* _TASK STATEMENT_
Reproduce the entries below in full, word for word.

──────── GIVEN INFORMATION

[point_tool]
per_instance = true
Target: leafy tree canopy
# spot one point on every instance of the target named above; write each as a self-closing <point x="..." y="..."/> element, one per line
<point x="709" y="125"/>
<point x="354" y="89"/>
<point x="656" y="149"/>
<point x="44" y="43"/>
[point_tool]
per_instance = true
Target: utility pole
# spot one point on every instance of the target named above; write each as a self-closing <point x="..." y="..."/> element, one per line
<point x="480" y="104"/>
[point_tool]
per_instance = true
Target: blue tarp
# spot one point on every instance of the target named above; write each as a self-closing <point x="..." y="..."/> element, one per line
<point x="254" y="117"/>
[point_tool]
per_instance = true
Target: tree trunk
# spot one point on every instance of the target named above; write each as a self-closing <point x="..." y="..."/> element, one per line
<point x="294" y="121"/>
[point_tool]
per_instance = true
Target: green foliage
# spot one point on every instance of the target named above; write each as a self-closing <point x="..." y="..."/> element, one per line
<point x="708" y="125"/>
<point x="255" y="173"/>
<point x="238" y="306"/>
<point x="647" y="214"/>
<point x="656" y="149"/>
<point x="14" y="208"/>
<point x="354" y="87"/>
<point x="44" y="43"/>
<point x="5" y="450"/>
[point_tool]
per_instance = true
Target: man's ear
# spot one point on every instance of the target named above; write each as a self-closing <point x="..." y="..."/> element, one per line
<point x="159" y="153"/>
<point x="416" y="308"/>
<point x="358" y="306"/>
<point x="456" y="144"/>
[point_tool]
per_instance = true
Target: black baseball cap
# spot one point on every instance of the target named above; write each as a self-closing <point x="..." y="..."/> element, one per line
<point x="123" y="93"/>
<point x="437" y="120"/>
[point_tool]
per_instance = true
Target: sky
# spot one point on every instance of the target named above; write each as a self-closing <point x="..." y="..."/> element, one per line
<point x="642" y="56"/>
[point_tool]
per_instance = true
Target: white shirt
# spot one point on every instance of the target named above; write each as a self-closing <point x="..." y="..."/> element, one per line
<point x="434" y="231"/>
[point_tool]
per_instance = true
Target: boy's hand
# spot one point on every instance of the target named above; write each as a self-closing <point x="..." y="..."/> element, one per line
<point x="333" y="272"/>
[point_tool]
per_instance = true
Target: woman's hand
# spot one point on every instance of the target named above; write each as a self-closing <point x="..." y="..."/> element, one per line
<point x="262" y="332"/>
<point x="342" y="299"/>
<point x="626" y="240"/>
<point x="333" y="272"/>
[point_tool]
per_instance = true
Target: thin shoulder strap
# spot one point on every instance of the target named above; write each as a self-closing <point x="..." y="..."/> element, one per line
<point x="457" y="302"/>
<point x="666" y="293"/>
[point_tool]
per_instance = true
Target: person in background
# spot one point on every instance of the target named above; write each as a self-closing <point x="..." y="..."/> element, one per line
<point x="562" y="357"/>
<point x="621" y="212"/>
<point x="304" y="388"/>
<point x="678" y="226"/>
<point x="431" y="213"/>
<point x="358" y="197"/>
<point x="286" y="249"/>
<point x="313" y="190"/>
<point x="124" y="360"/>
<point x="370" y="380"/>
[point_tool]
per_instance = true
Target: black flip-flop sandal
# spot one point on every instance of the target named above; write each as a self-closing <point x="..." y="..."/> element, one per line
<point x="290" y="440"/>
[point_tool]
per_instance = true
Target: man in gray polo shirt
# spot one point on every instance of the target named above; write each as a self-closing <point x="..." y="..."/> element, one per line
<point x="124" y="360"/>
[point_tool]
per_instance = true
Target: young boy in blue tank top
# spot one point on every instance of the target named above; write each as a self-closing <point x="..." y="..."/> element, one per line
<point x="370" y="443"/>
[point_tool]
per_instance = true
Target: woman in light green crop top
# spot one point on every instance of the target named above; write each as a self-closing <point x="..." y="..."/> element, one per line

────────────────

* _RESPONSE_
[point_tool]
per_instance = true
Target: leafy tree canopy
# spot one point on every instance of the target named above; write each as a self-closing <point x="..." y="..."/> element, one per line
<point x="709" y="125"/>
<point x="354" y="89"/>
<point x="656" y="149"/>
<point x="44" y="43"/>
[point_tool]
per_instance = true
Target: utility pole
# spot one point on every instance of the target named above; write each as a self-closing <point x="..." y="..."/> element, one per line
<point x="480" y="104"/>
[point_tool]
per_instance = true
Target: blue tarp
# spot one point on every instance of the target named above; write each as a self-closing <point x="..." y="..."/> element, one per line
<point x="254" y="117"/>
[point_tool]
per_instance = true
Target: tree trunk
# spot one point on every instance of the target named above; write each as a self-closing <point x="..." y="..."/> element, one per line
<point x="294" y="121"/>
[point_tool]
per_instance = true
Target: green foliage
# spot one point on every instance of the target named above; write each as a self-closing <point x="..." y="..."/> element, one per line
<point x="708" y="125"/>
<point x="255" y="173"/>
<point x="238" y="306"/>
<point x="647" y="214"/>
<point x="656" y="149"/>
<point x="14" y="208"/>
<point x="354" y="87"/>
<point x="44" y="43"/>
<point x="5" y="450"/>
[point_tool]
per_instance = true
Target: man's ear
# spot one point on every instance of the target named above; write each as a self-closing <point x="..." y="..."/> element, one per line
<point x="159" y="153"/>
<point x="416" y="308"/>
<point x="358" y="306"/>
<point x="456" y="144"/>
[point_tool]
per_instance = true
Target: black baseball cap
# spot one point on every instance of the target named above; write each as a self-closing <point x="..." y="..."/> element, one per line
<point x="123" y="93"/>
<point x="437" y="120"/>
[point_tool]
per_instance = true
Target: sky
# spot one point on every instance of the target named above; write each as a self-closing <point x="..." y="..."/> element, one per line
<point x="642" y="56"/>
[point_tool]
per_instance = true
Target: white shirt
# spot one point on every instance of the target named above; write each as a self-closing <point x="..." y="..."/> element, one per line
<point x="434" y="231"/>
[point_tool]
per_instance = true
Target: boy's hand
# spot one point on every instance of the target named above; write each as a self-closing <point x="..." y="..."/> element, one per line
<point x="333" y="272"/>
[point_tool]
per_instance = true
Target: woman's hand
# spot one point on every instance of the target named above; write each as a self-closing <point x="..." y="..."/> element, one per line
<point x="262" y="332"/>
<point x="342" y="299"/>
<point x="626" y="240"/>
<point x="333" y="272"/>
[point_tool]
per_instance = true
Target: thin shoulder strap
# spot one point on every instance of the target named above; write each as a self-closing <point x="..." y="..."/> element, one per line
<point x="457" y="302"/>
<point x="666" y="293"/>
[point_tool]
per_instance = true
Target: person in background
# spot one point on every instance of the target named above; write each as a self-closing <point x="..." y="..."/> element, one per line
<point x="562" y="357"/>
<point x="621" y="212"/>
<point x="304" y="388"/>
<point x="678" y="226"/>
<point x="431" y="213"/>
<point x="358" y="197"/>
<point x="286" y="249"/>
<point x="313" y="190"/>
<point x="124" y="360"/>
<point x="370" y="380"/>
[point_tool]
per_instance = true
Target: black flip-flop sandal
# spot one point on every instance of the target named above; write each as a self-closing <point x="..." y="..."/> element, one per line
<point x="290" y="440"/>
[point_tool]
per_instance = true
Target: man in gray polo shirt
# spot one point on every instance of the target named above; write each as a self-closing <point x="..." y="..."/> element, one per line
<point x="124" y="360"/>
[point_tool]
per_instance = true
Target: young boy in blue tank top
# spot one point on every instance of the target named above; write each as a self-closing <point x="..." y="..."/> element, one per line
<point x="370" y="443"/>
[point_tool]
per_instance = true
Target: woman in light green crop top
# spot one point on every instance of the target named above; write each as a self-closing <point x="..." y="..."/> element, one per line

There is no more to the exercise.